▶ _PROBLEMS TO WORK ON_:
(1) In the Ruffwear interview, what official job title does Allison give?
(2) Decide whether each statement agrees with the Ruffwear interview, answering yes or no and quoting the words of the interview that settle it: (a) Allison has worked at Ruffwear for more than five years. (b) Best Friends Animal Society is one of the brand partnerships Allison manages. (c) Lisa's dog is a golden retriever.
## BEGIN QUOTED TEXT
Lisa: Nice. I've heard tremendously good things about working at Ruffwear.
Allison: It is a great place to work, and I'm excited to share more about it. I love it here. I've been here, um, almost four years.
Lisa: Nice. And your official job title there is…
Allison: My official job title is Community and Content Manager. And what that means is... the content side of things. Our team is a social... social media and ambassador coordinator and a copywriter and then me. And we, um, we write, obviously all the storytelling, and I, and I plan our editorial calendar and sort of our big overarching brand stories. And then the community side of things is our brand partnerships, namely with the Conservation Alliance and Best Friends Animal Society. Um, two of our key components of giving back are around conservation and outdoor recreation, and then dog adoption. So I manage those partnerships.
Lisa: Oh, sweet. This is going to be fun. We all are just obsessed with dogs around here. I'm looking at my dog right now. He's a golden retriever, but yeah, I'm excited to talk to you. Let's... let's back into it and, and kind of get a backstory on you. How did, like, just tell us about yourself and how you ended up in Bend working at Ruffwear.
## END QUOTED TEXT
## BEGIN RECORD EXCERPTS
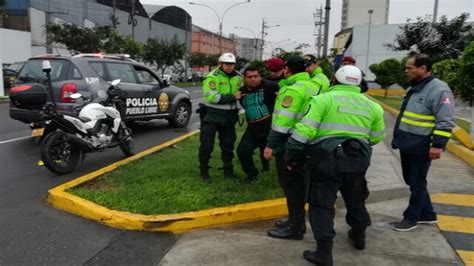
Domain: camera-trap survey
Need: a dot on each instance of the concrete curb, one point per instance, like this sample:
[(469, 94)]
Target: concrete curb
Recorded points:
[(460, 151), (59, 198)]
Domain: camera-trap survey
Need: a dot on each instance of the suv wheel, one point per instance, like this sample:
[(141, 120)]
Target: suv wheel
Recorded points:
[(181, 115)]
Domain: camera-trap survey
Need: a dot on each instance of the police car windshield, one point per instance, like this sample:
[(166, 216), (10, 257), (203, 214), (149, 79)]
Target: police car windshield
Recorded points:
[(33, 70)]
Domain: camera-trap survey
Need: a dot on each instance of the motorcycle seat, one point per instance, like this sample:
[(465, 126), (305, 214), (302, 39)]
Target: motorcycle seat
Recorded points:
[(84, 119)]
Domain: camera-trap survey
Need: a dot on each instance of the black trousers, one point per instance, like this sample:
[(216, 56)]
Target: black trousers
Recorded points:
[(415, 169), (227, 137), (326, 180), (248, 143), (293, 185)]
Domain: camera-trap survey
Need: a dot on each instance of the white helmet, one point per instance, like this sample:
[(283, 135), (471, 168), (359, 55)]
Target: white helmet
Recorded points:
[(349, 75), (227, 58)]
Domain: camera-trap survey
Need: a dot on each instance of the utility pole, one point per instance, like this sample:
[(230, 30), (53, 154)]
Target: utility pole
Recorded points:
[(114, 18), (49, 47), (318, 27), (132, 20), (326, 27), (435, 11), (262, 43)]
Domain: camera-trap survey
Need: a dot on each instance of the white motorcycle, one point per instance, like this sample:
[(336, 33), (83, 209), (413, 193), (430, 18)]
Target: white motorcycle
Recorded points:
[(97, 127)]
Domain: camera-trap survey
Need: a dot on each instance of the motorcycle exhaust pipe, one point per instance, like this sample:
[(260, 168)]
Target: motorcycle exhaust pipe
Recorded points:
[(85, 147)]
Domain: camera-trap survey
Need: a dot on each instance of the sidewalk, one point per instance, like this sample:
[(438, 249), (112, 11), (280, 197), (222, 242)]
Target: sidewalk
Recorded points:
[(248, 244)]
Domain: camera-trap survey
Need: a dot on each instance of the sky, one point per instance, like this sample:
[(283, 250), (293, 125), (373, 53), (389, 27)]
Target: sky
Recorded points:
[(295, 17)]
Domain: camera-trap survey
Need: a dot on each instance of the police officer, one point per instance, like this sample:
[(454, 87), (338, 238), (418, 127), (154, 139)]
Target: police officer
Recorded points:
[(219, 113), (421, 132), (316, 73), (337, 131), (289, 107)]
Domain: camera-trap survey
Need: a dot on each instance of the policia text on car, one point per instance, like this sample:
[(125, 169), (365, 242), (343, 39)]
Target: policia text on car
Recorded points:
[(337, 132), (218, 114)]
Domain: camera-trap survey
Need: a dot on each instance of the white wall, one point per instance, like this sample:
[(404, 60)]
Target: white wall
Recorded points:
## END RECORD EXCERPTS
▶ _TASK RESULTS_:
(1) Community and Content Manager

(2)
(a) No: "I've been here, um, almost four years."
(b) Yes: "the community side of things is our brand partnerships, namely with the Conservation Alliance and Best Friends Animal Society"
(c) Yes: "He's a golden retriever"